START RECORDS FOR THE TASK

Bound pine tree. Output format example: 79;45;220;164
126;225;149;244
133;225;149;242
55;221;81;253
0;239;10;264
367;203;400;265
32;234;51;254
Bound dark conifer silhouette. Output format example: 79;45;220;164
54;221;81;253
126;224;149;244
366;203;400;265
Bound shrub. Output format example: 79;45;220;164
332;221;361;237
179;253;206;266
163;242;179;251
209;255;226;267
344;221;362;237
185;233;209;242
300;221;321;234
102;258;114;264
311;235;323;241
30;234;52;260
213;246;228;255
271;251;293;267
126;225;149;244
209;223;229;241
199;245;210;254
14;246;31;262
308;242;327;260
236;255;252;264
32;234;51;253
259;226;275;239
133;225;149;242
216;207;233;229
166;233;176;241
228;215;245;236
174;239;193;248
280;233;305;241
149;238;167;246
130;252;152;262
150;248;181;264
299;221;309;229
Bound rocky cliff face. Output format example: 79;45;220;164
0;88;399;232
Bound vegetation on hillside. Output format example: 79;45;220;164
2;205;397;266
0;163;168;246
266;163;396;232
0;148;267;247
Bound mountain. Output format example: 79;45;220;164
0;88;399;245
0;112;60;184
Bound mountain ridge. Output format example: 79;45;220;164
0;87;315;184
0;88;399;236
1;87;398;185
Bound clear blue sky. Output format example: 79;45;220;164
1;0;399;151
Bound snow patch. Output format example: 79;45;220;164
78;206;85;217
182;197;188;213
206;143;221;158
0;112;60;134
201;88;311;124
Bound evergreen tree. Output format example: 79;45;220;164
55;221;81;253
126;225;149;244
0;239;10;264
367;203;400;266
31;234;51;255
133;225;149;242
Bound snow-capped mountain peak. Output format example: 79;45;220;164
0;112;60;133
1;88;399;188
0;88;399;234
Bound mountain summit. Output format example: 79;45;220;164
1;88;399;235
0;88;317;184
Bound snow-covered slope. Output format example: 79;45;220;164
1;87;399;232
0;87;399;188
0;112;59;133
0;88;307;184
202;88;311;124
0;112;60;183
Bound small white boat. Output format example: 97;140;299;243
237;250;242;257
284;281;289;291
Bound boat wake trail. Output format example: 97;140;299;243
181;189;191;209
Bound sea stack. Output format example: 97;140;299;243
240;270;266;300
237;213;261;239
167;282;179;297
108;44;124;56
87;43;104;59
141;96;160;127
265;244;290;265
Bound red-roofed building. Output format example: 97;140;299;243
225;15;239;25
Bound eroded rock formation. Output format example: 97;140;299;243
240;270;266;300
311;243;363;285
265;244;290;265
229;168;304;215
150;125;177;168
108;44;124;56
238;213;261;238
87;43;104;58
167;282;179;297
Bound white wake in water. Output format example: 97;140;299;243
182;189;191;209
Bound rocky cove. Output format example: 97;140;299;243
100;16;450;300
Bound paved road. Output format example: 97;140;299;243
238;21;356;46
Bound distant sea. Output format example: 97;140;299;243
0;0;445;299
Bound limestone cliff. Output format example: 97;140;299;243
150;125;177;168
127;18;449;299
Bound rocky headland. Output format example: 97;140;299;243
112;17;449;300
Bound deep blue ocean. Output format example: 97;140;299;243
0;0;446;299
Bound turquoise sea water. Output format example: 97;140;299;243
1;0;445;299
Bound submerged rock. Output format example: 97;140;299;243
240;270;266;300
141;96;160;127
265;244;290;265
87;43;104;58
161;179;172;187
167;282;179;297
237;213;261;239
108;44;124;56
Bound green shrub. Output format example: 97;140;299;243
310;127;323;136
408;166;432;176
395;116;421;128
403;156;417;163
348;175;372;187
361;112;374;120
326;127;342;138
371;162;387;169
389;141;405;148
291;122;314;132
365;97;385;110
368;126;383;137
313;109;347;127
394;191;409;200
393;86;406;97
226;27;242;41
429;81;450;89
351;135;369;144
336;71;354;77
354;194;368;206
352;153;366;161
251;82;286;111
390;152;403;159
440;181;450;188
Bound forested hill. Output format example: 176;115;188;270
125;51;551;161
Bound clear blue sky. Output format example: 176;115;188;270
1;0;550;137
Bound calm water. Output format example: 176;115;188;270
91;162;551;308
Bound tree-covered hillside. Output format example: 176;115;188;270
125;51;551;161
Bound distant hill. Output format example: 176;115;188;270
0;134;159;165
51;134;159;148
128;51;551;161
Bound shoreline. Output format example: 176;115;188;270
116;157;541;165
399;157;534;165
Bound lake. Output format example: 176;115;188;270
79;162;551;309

END RECORDS FOR THE TASK

**TASK TO CARRY OUT**. Go through the entries above and write each one out exactly.

**SOLUTION**.
Bound pine tree. Output format example: 79;45;220;164
126;225;149;244
133;225;149;242
55;221;81;253
0;239;10;264
367;203;400;265
32;234;51;254
Bound dark conifer silhouette. Output format example: 79;45;220;164
54;221;81;253
126;224;149;244
366;203;400;265
Bound shrub. Output format example: 79;45;220;164
332;221;361;237
179;253;206;266
163;242;179;251
209;255;226;267
344;221;362;237
185;233;209;242
300;221;321;234
102;258;114;264
311;235;323;241
30;234;52;260
213;246;228;255
271;251;293;267
126;225;149;244
209;223;229;241
199;245;210;254
14;246;31;262
308;242;327;260
236;255;252;264
32;234;51;253
259;226;275;239
133;225;149;242
216;207;233;229
166;233;176;241
228;215;245;236
174;239;193;248
280;233;305;241
149;238;167;246
130;252;152;262
150;248;181;264
299;221;309;229
Bound rocky cliff face. Output format example: 79;45;220;164
0;88;399;232
Bound vegetation on hillside. Output format example: 79;45;220;164
2;205;397;266
0;163;168;246
266;163;396;232
0;148;267;247
Bound mountain. Output format example: 79;45;220;164
0;88;399;245
0;112;60;184
Bound mountain ridge. Output format example: 79;45;220;164
0;87;315;184
0;88;399;236
1;87;398;185
Bound clear blue sky. Output format example: 79;45;220;164
1;0;399;151
Bound snow patch. Output format example: 79;45;220;164
78;206;85;217
182;197;188;213
206;143;221;158
0;112;60;134
201;88;311;124
Bound evergreen tree. Output format example: 79;45;220;164
55;221;81;253
126;225;149;244
0;239;10;264
367;203;400;266
31;234;51;255
133;225;149;242
Bound snow-capped mountain peak. Output format example: 79;45;220;164
0;112;60;133
1;88;399;188
0;88;399;234
Bound mountain summit. Output format example: 79;45;220;164
1;88;399;235
0;88;317;184
Bound snow-covered slope. Output format example: 79;45;220;164
1;87;399;232
0;87;399;188
0;112;59;133
0;88;307;184
202;88;311;124
0;112;60;183
Bound small white boat. Output format example: 97;140;299;243
237;250;242;257
284;281;289;291
Bound boat wake trail. Output format example: 97;140;299;243
181;189;191;209
Bound sea stack. Output format example: 97;140;299;243
240;270;266;300
237;213;261;239
167;282;179;297
108;44;124;56
87;43;104;59
141;96;160;127
265;244;290;265
Bound red-roofed building. Output format example: 97;140;299;243
225;15;239;25
Bound eroded rock formation. Output format example: 97;140;299;243
240;270;266;300
311;243;363;285
265;244;290;265
229;168;304;215
150;125;177;168
108;44;124;56
238;213;261;238
87;43;104;58
167;282;179;297
Bound white wake in water. Output format example: 97;140;299;243
182;189;191;209
Bound rocky cove. Output format example: 97;140;299;243
100;16;450;300
Bound paved road. Output format example: 97;140;299;243
238;21;356;46
Bound distant sea. Output format example: 97;140;299;243
0;0;445;299
Bound limestone cliff. Output format example: 97;140;299;243
150;125;177;168
127;18;449;299
Bound rocky headland. Output format example: 97;140;299;243
112;17;449;300
Bound deep blue ocean. Output format example: 97;140;299;243
0;0;446;299
Bound turquoise sea water. Output format example: 97;140;299;243
1;0;445;299
Bound submerged rock. Output format example: 97;140;299;243
240;270;266;300
141;96;160;127
265;244;290;265
87;43;104;58
161;179;172;187
167;282;179;297
237;213;261;239
108;44;124;56
Bound green shrub. Output format example: 97;140;299;243
310;127;323;136
408;166;432;176
395;116;421;128
403;156;417;163
348;175;372;187
361;112;374;120
326;127;342;138
371;162;387;169
389;141;405;148
291;122;314;132
365;97;385;110
368;126;383;137
313;109;347;127
394;191;409;200
393;86;406;97
226;27;242;41
429;81;450;89
351;135;369;144
336;71;354;77
354;194;368;206
352;153;366;161
251;82;286;111
390;152;403;159
440;181;450;188
Bound forested hill. Output format example: 176;115;188;270
125;51;551;161
Bound clear blue sky. Output format example: 176;115;188;270
1;0;550;137
Bound calm water. Output format example: 176;115;188;270
91;162;551;308
Bound tree-covered hillside. Output format example: 176;115;188;270
125;51;551;161
Bound distant hill. Output format example: 176;115;188;270
0;134;159;165
51;134;159;148
128;51;551;161
Bound shoreline. Output format example: 176;115;188;270
116;157;541;165
399;157;534;165
Bound lake. Output format example: 176;115;188;270
79;162;551;309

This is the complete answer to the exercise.